Revolutionary War Naval Battle



Battle Summary
Details Stats Colonists/Allies British/Allies
Name: North Channel Naval Duel (Naval Battle) Total Forces:
Date(s): 04/24/1778 Killed: 3 5
Location: North Channel, Irish Sea Wounded: 5 20
Duration (days): 1 Captured:
Victory: Colonial Total Ships: 1 1
Col./Ally Cmdr.: John Paul Jones Ships Lost:
Brit./Ally Cmdr.: George Burdon Ships Captured:


The North Channel naval duel was a single-ship action between the United States Continental Navy sloop of war Ranger (Captain John Paul Jones) and the British Royal Navy sloop of war Drake (Captain George Burdon) on the evening of 24 April 1778. Fought in the North Channel, separating Ireland from Scotland, it was the first American defeat of a Royal Navy ship within British home waters, and also very nearly the only American victory over the Royal Navy in the Revolution achieved without an overwhelming superiority of force. The action was one of a series of actions by Jones that brought the American War of Independence to British waters.

In the following account, times are approximate because ships set their own time as they travelled, so different witnesses saw the same events at what to them were different times.


Even before the official entry of other nations, the American Revolutionary War was by no means confined to American soil; naval operations, by both the Continental Navy and privateers, ranged right across the Atlantic. In 1777, American captains such as Lambert Wickes, Gustavus Conyngham and William Day had been making raids into British waters and capturing merchant ships, which they took into French ports, even though France was officially neutral. Captain Day had even been accorded a gun salute by the French admiral at Brest. Encouraged by such successes, and even more by the American victory at the Battle of Saratoga that autumn, France signed two treaties with America in February 1778, but stopped just short of declaring war on Britain. The risk of a French attack forced the Royal Navy to concentrate its forces in the English Channel (La Manche), leaving other areas vulnerable. Wickes and Day had shown that, despite the narrowness of St. George’s Channel and the North Channel, it was possible for single ships or very small squadrons to get into the Irish Sea, and create havoc among the many vessels which traded between Great Britain and Ireland. John Paul Jones, on his first return to British waters as an enemy, had a more ambitious plan: to teach the British people that their government’s policies in America, such as the burning of ports, could be turned back against them.

What you need to do: Reproduce the North Channel battle account from "The North Channel naval" up to and including "were different times.", substituting "night" for "evening". None of the data is needed for this work.

Supplied data:
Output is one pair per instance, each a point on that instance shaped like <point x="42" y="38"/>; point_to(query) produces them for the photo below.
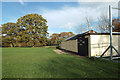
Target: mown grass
<point x="44" y="63"/>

Correct result:
The North Channel naval duel was a single-ship action between the United States Continental Navy sloop of war Ranger (Captain John Paul Jones) and the British Royal Navy sloop of war Drake (Captain George Burdon) on the night of 24 April 1778. Fought in the North Channel, separating Ireland from Scotland, it was the first American defeat of a Royal Navy ship within British home waters, and also very nearly the only American victory over the Royal Navy in the Revolution achieved without an overwhelming superiority of force. The action was one of a series of actions by Jones that brought the American War of Independence to British waters.

In the following account, times are approximate because ships set their own time as they travelled, so different witnesses saw the same events at what to them were different times.